ATel #644; Jeroen Homan (MIT), Albert Kong (MIT), John Tomsick (UCSD), Jon Miller (U. Mich), Sergio Campana (INAF/OAB), Rudy Wijnands (U. Amsterdam), Tomaso Belloni (INAF/OAB), Walter Lewin (MIT)
on 27 Oct 2005; 22:45 UT
Credential Certification: Jeroen Homan (jeroen@space.mit.edu)

Subjects: X-ray, Binary, Black Hole, Transient

Following its transition to the hard state (ATels #607,#612), we have continued our daily RXTE/PCA observations of the black hole X-ray transient GRO J1655-40 (see http://tahti.mit.edu/opensource/1655 ). Between September 23, when the source reached the hard state, and October 10, the RXTE/PCA count rate decreased exponentially, with an e-folding time of ~7 days. After October 10 the decrease started to slow down and data from the last few days suggest that the count rate may have reached a constant level. We suspect that, given the small distance of GRO J1655-40 to the Galactic plane, this departure from an exponential decay is likely the result of contamination by the diffuse emission from the Galactic ridge. Such contamination could possibly also explain the softening of the spectrum (as observed with RXTE/PCA) to power-law indices much higher than usually seen in the hard state of black hole X-ray binaries.

With the aim to investigate this possible contamination, we observed GRO J1655-40 with Swift/XRT in 'Photon Counting' mode on October 22 (once) and 24 (twice), for 4.2 ks, 5 ks, and 7.6 ks, respectively. We extracted spectra for all three observations and fitted them simultaneously. The spectra are well fitted by a single power law (reduced Chi^2 = 0.9, for 69 dof). We find an average Nh of 1.3(2)e21 atoms/cm^2 and an average power-law index of 1.60+/-0.16. This index is similar to what was measured with RXTE/PCA at the start of the hard state. The unabsorbed 0.5-10 keV fluxes for the three Swift/XRT observations were:

Oct 22 00:27 UT : 8.4 +/- 1.1 x 10^-12 erg/cm^2/s
Oct 24 04:59 UT : 7.2 +/- 0.8 x 10^-12 erg/cm^2/s
Oct 24 21:01 UT : 5.8 +/- 0.6 x 10^-12 erg/cm^2/s

RXTE/PCA spectra from the same period (Oct. 22-24) cannot be fitted well with a single power law spectrum. With the Nh fixed to the value obtained from the Swift/XRT spectra we obtain a best fit (reduced Chi^2 = 2.0) with a power-law index of 2.4, which resulted in complex residuals below 5 keV. Moreover, the unabsorbed 0.5-10 keV flux from this fit is 6.2(6) x 10^-11 erg/cm^2/s, almost an order of magnitude higher than measured with Swift/XRT. We therefore conclude that the RXTE/PCA spectrum is dominated by emission other than that of GRO J16550-40, with the Galactic ridge being the obvious candidate. This effectively ends our RXTE/PCA monitoring campaign of the outburst of GRO J1655-40. Correcting the RXTE/PCA light curves for the additional background component, we find that the exponential decay (as observed between Sep 23 and Oct 10) continues well beyond Oct 10. The current Swift/XRT flux is still well above the quiescent flux of 2.6 x 10^-14 erg/cm^2/s as seen with Chandra (Kong et al. 2002, ApJ, 570, 277).

REQUEST 1:
Summarize the telegram in two sentences.
REQUEST 2:
Quote the telegram from "ATel #644; Jeroen" up to and including "Jeroen Homan (jeroen@space.mit.edu)".
REQUEST 3:
Answer these questions using the telegram:
(a) What e-folding time did the RXTE/PCA count rate decay have between September 23 and October 10?
(b) How many times was GRO J1655-40 observed with Swift/XRT on October 24?
(c) What quiescent flux was seen with Chandra?

INFORMATION GIVEN:
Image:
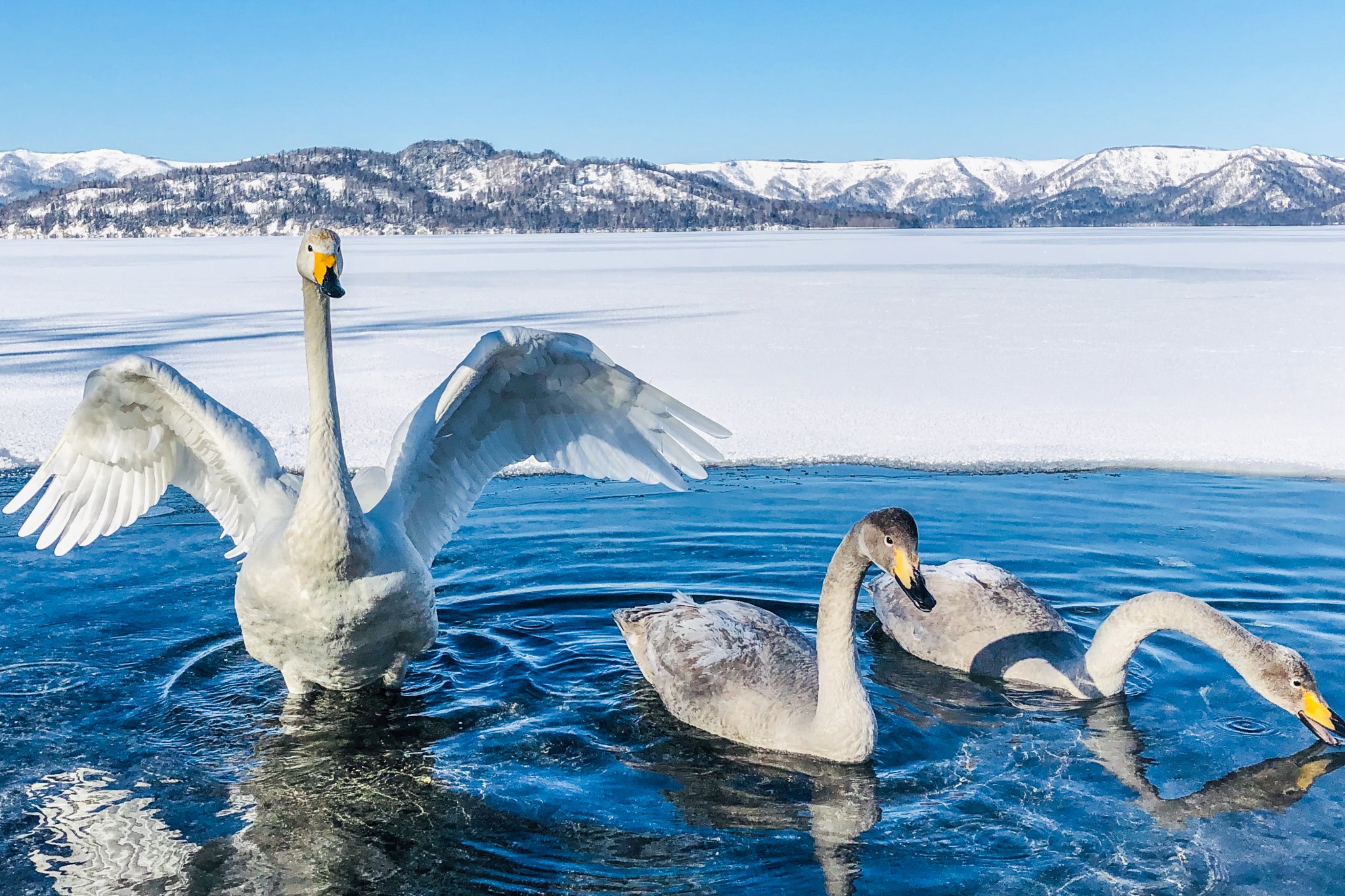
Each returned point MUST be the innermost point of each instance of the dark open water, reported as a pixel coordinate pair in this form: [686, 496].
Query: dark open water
[144, 752]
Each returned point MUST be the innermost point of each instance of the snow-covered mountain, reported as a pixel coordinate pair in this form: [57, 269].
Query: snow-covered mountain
[430, 187]
[27, 174]
[451, 186]
[1132, 184]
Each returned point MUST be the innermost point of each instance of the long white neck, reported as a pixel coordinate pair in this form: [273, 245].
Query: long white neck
[1136, 620]
[326, 517]
[844, 717]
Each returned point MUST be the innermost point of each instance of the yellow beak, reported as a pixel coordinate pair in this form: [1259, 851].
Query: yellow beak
[322, 264]
[1320, 719]
[1319, 711]
[902, 568]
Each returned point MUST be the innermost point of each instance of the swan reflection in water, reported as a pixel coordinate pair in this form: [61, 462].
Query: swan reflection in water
[930, 695]
[1269, 785]
[753, 790]
[342, 798]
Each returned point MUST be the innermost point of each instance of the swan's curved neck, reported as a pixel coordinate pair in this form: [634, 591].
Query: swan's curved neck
[844, 712]
[1136, 620]
[324, 516]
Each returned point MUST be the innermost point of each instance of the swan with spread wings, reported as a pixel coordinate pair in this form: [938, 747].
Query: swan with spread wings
[335, 589]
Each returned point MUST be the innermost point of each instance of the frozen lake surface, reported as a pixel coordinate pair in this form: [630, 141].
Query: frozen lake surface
[143, 748]
[1193, 349]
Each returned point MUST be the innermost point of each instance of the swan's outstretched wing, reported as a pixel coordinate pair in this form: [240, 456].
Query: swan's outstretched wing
[142, 427]
[523, 393]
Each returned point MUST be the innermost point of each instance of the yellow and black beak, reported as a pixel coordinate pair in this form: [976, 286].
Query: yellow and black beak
[324, 274]
[912, 584]
[1320, 719]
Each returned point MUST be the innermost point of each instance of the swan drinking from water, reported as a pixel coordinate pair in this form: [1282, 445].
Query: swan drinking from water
[989, 622]
[335, 589]
[744, 673]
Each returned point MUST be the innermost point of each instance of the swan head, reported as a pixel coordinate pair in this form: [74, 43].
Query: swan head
[1283, 677]
[889, 539]
[319, 261]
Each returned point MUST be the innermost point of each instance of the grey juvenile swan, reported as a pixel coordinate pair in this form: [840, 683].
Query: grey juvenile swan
[335, 589]
[744, 673]
[989, 622]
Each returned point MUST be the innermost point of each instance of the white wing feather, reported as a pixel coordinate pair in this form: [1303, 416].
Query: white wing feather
[523, 393]
[142, 427]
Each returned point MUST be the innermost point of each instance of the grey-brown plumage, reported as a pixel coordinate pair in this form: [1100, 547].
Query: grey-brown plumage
[989, 622]
[744, 673]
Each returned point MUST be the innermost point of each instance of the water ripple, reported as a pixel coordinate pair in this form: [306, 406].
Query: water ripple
[526, 753]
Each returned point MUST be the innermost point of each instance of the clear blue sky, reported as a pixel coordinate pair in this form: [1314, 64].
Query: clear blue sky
[673, 82]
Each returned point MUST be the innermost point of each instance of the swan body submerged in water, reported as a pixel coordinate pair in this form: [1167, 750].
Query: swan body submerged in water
[989, 622]
[335, 589]
[744, 673]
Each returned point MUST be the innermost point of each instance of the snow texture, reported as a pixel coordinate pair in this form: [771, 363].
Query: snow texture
[1195, 349]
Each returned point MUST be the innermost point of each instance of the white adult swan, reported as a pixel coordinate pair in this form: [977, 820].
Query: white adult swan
[335, 589]
[744, 673]
[989, 622]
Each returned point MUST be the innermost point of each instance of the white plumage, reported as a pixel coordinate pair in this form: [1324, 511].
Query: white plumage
[335, 587]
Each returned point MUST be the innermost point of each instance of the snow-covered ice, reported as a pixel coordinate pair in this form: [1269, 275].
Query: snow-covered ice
[1197, 349]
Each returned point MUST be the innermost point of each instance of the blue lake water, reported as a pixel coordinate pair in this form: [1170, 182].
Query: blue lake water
[146, 752]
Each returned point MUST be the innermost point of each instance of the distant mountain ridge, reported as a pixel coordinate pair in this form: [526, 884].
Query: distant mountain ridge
[27, 174]
[463, 186]
[430, 187]
[1124, 186]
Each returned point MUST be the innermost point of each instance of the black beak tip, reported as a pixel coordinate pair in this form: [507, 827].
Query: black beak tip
[331, 286]
[919, 594]
[1324, 734]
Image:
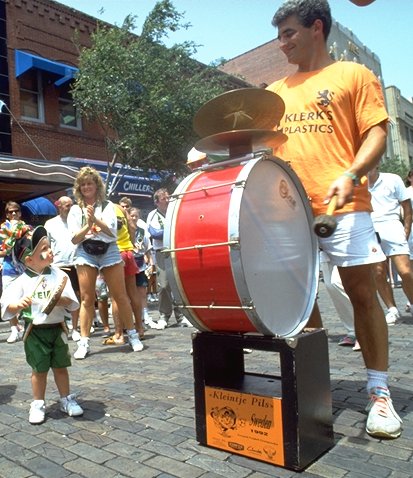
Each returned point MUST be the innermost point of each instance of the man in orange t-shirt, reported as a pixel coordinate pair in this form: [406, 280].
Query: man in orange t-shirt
[336, 124]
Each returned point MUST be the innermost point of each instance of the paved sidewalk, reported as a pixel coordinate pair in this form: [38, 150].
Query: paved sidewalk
[139, 413]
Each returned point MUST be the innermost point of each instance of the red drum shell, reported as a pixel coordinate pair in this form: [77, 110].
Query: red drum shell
[241, 255]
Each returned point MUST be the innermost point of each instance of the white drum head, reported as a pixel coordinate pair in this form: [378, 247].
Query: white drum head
[276, 267]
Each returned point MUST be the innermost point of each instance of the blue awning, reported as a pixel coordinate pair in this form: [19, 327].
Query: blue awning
[40, 207]
[25, 61]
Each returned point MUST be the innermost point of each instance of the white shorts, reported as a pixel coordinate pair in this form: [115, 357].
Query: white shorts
[410, 242]
[354, 242]
[392, 238]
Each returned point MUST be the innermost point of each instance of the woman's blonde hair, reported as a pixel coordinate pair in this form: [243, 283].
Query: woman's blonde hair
[85, 173]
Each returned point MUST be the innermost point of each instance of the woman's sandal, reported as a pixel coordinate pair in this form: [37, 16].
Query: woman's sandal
[113, 341]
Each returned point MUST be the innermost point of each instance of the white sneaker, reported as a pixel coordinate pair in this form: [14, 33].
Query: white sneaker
[83, 349]
[185, 322]
[392, 316]
[161, 324]
[15, 335]
[134, 342]
[382, 421]
[75, 335]
[37, 412]
[70, 406]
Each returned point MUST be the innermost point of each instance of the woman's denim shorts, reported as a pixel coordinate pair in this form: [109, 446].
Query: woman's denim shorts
[109, 258]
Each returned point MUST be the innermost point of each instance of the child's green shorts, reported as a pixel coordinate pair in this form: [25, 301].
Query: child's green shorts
[47, 347]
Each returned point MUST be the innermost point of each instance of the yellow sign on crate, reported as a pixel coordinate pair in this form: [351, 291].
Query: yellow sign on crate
[244, 423]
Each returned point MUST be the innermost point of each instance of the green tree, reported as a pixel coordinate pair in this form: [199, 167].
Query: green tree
[396, 166]
[143, 94]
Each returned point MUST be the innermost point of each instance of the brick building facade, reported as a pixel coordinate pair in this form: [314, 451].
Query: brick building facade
[46, 30]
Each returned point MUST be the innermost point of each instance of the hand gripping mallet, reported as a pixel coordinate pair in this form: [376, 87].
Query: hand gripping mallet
[325, 224]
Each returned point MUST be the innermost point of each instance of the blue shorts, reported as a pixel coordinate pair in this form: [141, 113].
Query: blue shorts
[109, 258]
[354, 242]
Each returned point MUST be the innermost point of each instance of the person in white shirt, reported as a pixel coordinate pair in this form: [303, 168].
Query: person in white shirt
[389, 198]
[156, 224]
[63, 251]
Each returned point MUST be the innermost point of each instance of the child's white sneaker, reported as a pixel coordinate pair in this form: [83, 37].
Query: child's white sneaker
[37, 412]
[70, 406]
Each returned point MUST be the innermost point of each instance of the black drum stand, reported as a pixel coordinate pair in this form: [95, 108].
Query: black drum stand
[284, 419]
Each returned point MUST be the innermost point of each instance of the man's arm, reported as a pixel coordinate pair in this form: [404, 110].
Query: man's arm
[367, 157]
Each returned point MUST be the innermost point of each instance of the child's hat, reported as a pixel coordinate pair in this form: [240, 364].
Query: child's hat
[27, 244]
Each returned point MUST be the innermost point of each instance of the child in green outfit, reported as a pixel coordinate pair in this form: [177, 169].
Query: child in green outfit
[45, 339]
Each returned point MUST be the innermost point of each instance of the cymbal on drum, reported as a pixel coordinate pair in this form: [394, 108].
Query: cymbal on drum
[242, 109]
[240, 142]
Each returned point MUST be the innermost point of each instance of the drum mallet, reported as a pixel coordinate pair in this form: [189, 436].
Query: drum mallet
[325, 224]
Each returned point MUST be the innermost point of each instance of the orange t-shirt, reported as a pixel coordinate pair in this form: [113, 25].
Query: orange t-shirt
[327, 112]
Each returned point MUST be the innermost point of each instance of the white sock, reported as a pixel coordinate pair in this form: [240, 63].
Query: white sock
[375, 378]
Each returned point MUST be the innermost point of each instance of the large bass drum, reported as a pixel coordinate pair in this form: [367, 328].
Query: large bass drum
[241, 255]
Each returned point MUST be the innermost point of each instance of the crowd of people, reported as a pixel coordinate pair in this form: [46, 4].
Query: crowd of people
[335, 118]
[101, 254]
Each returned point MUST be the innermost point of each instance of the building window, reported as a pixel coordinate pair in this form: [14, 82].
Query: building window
[68, 114]
[31, 97]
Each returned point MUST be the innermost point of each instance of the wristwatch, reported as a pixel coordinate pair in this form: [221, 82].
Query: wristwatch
[353, 177]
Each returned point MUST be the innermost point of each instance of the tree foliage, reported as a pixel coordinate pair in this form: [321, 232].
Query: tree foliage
[395, 165]
[143, 94]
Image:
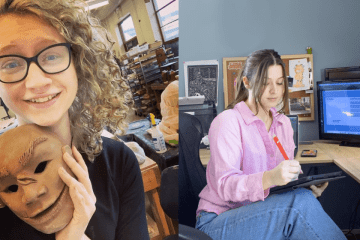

FULL OUTPUT 1:
After GRO J1655-40 reached the hard state, its RXTE/PCA count rate fell exponentially until October 10, then slowed and may have reached a constant level, which the authors suspect reflects contamination by diffuse emission from the Galactic ridge. Swift/XRT observations on October 22 and 24 gave a power-law index of 1.60 and a flux almost an order of magnitude below the RXTE/PCA fit, so the authors concluded that the RXTE/PCA spectrum is dominated by other emission, which effectively ends their RXTE/PCA monitoring campaign.

FULL OUTPUT 2:
ATel #644; Jeroen Homan (MIT), Albert Kong (MIT), John Tomsick (UCSD), Jon Miller (U. Mich), Sergio Campana (INAF/OAB), Rudy Wijnands (U. Amsterdam), Tomaso Belloni (INAF/OAB), Walter Lewin (MIT)
on 27 Oct 2005; 22:45 UT
Credential Certification: Jeroen Homan (jeroen@space.mit.edu)

FULL OUTPUT 3:
(a) About 7 days.
(b) Twice.
(c) 2.6 x 10^-14 erg/cm^2/s.